Copy the records below exactly, leaving out every picture.

[Collection entries]
▼

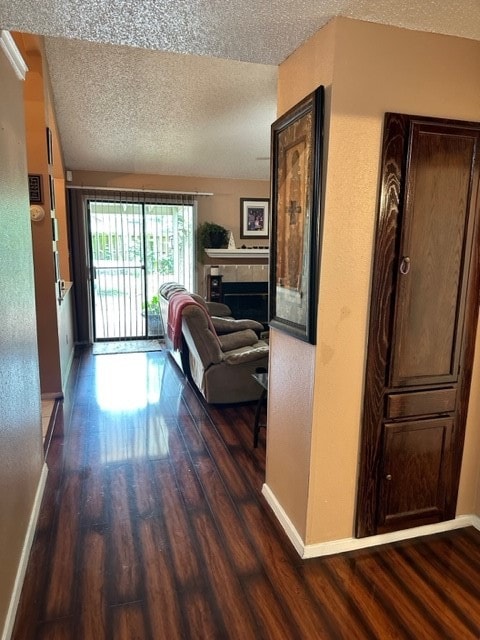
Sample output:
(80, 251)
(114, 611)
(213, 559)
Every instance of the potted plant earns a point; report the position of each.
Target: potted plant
(212, 236)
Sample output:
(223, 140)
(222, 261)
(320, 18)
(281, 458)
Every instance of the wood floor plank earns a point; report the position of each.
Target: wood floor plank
(60, 589)
(230, 598)
(177, 525)
(227, 518)
(153, 526)
(365, 598)
(129, 623)
(448, 620)
(160, 586)
(305, 613)
(405, 614)
(124, 566)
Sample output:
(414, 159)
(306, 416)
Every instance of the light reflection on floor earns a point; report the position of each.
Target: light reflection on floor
(127, 382)
(128, 390)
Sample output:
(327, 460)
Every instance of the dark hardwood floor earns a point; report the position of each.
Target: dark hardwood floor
(153, 527)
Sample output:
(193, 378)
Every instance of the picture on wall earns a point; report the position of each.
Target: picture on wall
(35, 188)
(296, 221)
(254, 213)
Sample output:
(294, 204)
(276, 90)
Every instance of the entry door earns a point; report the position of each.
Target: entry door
(117, 241)
(422, 324)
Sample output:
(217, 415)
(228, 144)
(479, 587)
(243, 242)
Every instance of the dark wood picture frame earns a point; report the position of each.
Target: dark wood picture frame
(254, 217)
(296, 220)
(35, 189)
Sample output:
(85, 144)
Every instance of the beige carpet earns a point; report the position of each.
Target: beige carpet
(126, 346)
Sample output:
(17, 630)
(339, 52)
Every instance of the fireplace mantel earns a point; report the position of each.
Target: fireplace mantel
(238, 253)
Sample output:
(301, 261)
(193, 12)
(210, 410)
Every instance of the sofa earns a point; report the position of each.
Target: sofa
(216, 352)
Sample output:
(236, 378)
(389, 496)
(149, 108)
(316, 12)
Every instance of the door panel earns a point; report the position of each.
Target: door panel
(429, 293)
(423, 320)
(415, 467)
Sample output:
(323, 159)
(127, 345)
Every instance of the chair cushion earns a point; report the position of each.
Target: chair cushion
(229, 325)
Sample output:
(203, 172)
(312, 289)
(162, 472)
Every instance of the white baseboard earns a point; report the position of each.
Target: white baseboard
(55, 395)
(22, 566)
(352, 544)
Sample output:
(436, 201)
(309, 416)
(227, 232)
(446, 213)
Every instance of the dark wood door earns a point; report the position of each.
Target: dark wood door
(422, 324)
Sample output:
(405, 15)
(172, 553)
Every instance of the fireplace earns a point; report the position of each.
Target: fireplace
(247, 300)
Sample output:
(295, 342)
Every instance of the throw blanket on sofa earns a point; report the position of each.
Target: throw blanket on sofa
(176, 303)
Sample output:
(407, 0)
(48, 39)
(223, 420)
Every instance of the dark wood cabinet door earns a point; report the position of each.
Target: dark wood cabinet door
(423, 319)
(434, 253)
(416, 467)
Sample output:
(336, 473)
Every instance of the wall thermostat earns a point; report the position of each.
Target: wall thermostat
(37, 213)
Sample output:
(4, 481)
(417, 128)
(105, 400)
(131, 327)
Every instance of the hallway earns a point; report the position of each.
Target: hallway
(153, 527)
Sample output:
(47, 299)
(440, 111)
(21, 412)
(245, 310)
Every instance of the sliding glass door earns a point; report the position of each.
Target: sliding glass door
(134, 248)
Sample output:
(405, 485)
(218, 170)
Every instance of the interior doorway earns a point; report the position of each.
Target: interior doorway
(134, 248)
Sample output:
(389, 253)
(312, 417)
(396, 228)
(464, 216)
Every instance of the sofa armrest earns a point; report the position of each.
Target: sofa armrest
(237, 339)
(218, 309)
(247, 354)
(230, 325)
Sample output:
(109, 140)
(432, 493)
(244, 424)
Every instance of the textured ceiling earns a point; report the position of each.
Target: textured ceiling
(193, 93)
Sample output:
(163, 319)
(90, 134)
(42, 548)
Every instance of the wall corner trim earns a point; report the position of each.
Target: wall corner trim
(7, 44)
(22, 566)
(352, 544)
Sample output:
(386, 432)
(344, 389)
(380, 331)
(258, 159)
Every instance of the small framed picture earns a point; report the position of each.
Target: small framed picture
(254, 215)
(49, 146)
(52, 193)
(35, 188)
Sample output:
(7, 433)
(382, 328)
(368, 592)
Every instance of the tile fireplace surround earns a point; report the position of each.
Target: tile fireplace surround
(242, 273)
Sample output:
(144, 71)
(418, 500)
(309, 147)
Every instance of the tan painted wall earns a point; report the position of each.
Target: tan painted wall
(223, 207)
(292, 362)
(375, 69)
(21, 453)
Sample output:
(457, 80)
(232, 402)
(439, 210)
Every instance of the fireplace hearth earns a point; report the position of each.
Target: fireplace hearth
(247, 300)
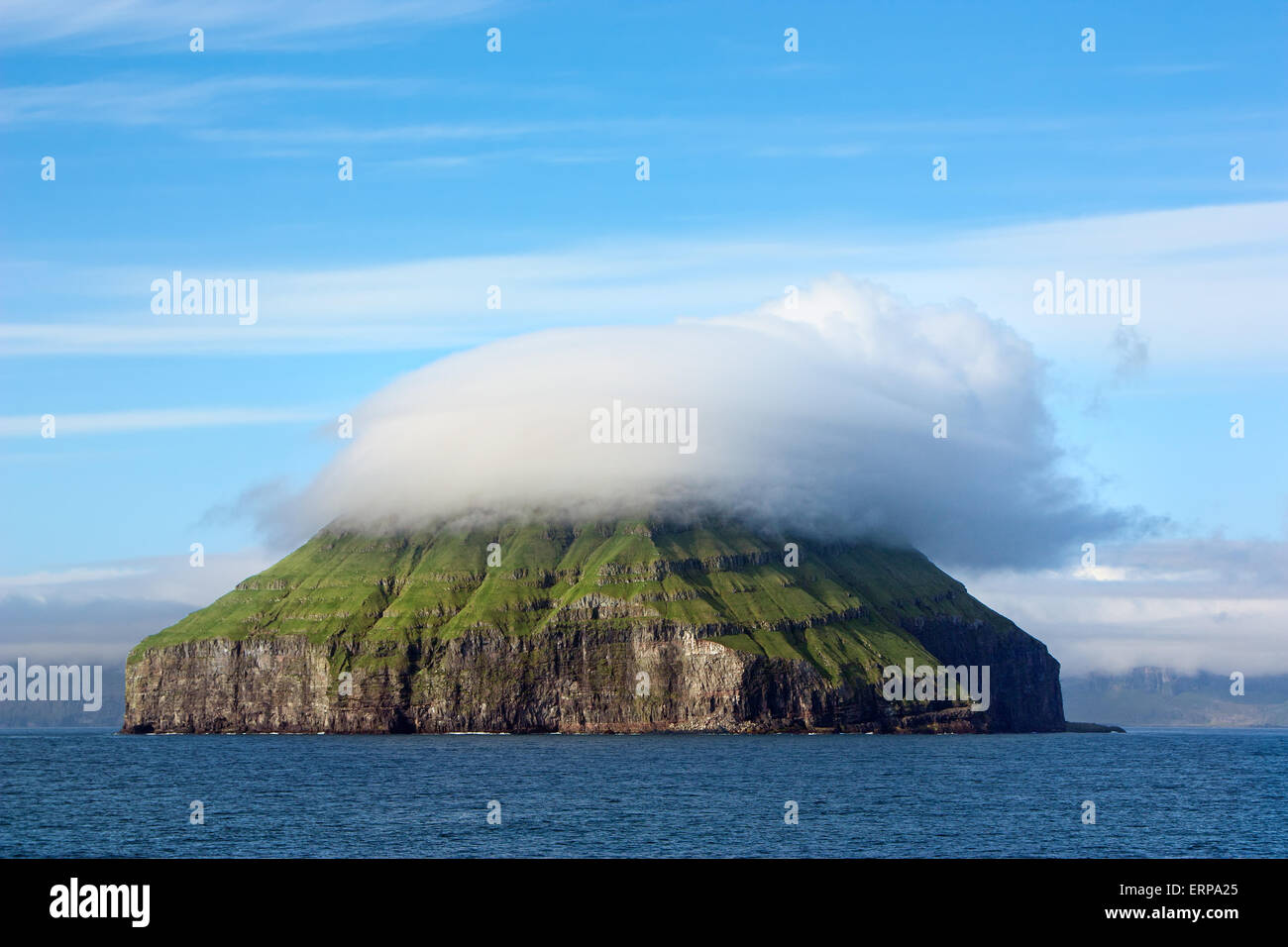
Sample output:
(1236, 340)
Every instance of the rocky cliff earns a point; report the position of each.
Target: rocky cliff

▲

RESPONSE →
Sample output:
(80, 251)
(114, 611)
(213, 559)
Every instance of the potted plant earns a point; report the position of each.
Target: potted plant
(212, 236)
Sample output:
(223, 140)
(222, 261)
(320, 18)
(281, 458)
Every instance of the wood floor plank earns a point; report the position of each.
Target: wood floor plank
(60, 589)
(230, 598)
(177, 525)
(227, 518)
(153, 526)
(365, 598)
(129, 623)
(448, 620)
(160, 586)
(305, 613)
(405, 614)
(124, 566)
Sample output:
(414, 159)
(306, 416)
Every instance of the light reflection on floor earns a point; report the position of each.
Target: light reflection on floor
(127, 382)
(128, 390)
Sample output:
(327, 460)
Every instance of the dark hardwood floor earns a point; report the position of each.
Target: dark hardwood floor
(153, 527)
Sample output:
(193, 378)
Every instance of the picture on wall earns a point; report the position of each.
Target: picture on wall
(35, 188)
(296, 221)
(254, 213)
Sample output:
(294, 204)
(276, 90)
Every instance of the entry door earns a point; report the position of each.
Target: entry door
(117, 241)
(422, 324)
Sample output:
(217, 415)
(228, 144)
(479, 587)
(243, 242)
Every instance of the dark wood picture frame earns a point; report the position of each.
Target: dark wood picture frame
(254, 217)
(296, 220)
(35, 189)
Sample output:
(85, 144)
Every instance of the beige carpet earns a point; report the position of each.
Target: beige carpet
(126, 346)
Sample output:
(17, 630)
(339, 52)
Every instance of the fireplace mantel earns a point; report the position of each.
Target: fireplace mantel
(238, 253)
Sample output:
(301, 261)
(193, 12)
(210, 410)
Every instance of the sofa earns a point; report the position of each.
Target: sofa
(216, 352)
Sample output:
(236, 378)
(389, 496)
(149, 108)
(316, 12)
Every instance of the door panel earns a point; report the position of each.
Target: door panel
(429, 293)
(423, 320)
(415, 467)
Sample output:
(323, 159)
(127, 345)
Every instance of the chair cushion earns a point; report the position of each.
Target: chair cushion
(229, 325)
Sample output:
(203, 172)
(312, 289)
(162, 472)
Every instance of the white baseboard earns a point; report the position of each.
Target: white baseboard
(55, 395)
(22, 566)
(352, 544)
Sample output:
(436, 201)
(309, 416)
(227, 232)
(446, 213)
Every instance of the dark wood door earns a point; report the position of each.
Target: dark wood door
(422, 324)
Sample output:
(405, 15)
(172, 553)
Every instance of the fireplace earns a point; report the position of each.
Target: fireplace
(247, 300)
Sample output:
(295, 342)
Every instance of the throw blanket on sofa earns a point; report the position of each.
Target: throw blanket on sofa
(176, 303)
Sample output:
(407, 0)
(48, 39)
(223, 420)
Every instance of the dark wood cabinet door earns a point; report the position of each.
Target: dark wood cabinet door
(423, 319)
(434, 253)
(416, 467)
Sample output:
(336, 473)
Every instance of the wall thermostat earns a point; report the position of each.
Target: wall thermostat
(37, 213)
Sample output:
(4, 481)
(417, 128)
(105, 400)
(131, 327)
Every instance of the hallway earns a point; report the position of each.
Target: hallway
(153, 527)
Sample output:
(47, 299)
(440, 111)
(21, 412)
(245, 310)
Every instance of the sliding glass door earns a point; report the position of each.
Target: sliding glass door
(134, 248)
Sample output:
(405, 485)
(218, 170)
Every instance of the interior doorway earns a point; report the position of each.
Target: interior doorway
(134, 248)
Sample output:
(389, 253)
(312, 417)
(396, 228)
(464, 216)
Every instance of the sofa armrest earns a point; report the position of each.
Target: sofa armrest
(237, 339)
(218, 309)
(247, 354)
(230, 325)
Sample output:
(109, 140)
(432, 493)
(244, 424)
Every instance of the textured ceiling earns a point; report the position of each.
Target: textured ceiling
(193, 93)
Sample output:
(163, 319)
(90, 134)
(42, 548)
Every instance of the wall corner trim earns a point; report the position of each.
Target: wall corner trim
(7, 44)
(22, 566)
(352, 544)
Sample output:
(386, 432)
(344, 389)
(380, 331)
(258, 159)
Every instance of the small framed picture earns a point; report the position of each.
Target: small framed picture
(254, 215)
(49, 146)
(52, 193)
(35, 188)
Sample output:
(7, 433)
(382, 328)
(368, 592)
Every instance of the tile fireplace surround earns a point; report the position of each.
Target: tile fireplace surround
(242, 273)
Sample output:
(144, 71)
(418, 500)
(309, 147)
Every instance of the tan painted wall earns a point; report the position of each.
Target: tan painted wall
(223, 207)
(292, 362)
(375, 69)
(21, 453)
Sample output:
(457, 80)
(232, 402)
(439, 210)
Every instance of the fireplace hearth earns a point; report the position of each.
Target: fireplace hearth
(247, 300)
Sample output:
(1236, 340)
Every instance of the rocky cliff earns a point; report the position of each.
Target: rocky cliff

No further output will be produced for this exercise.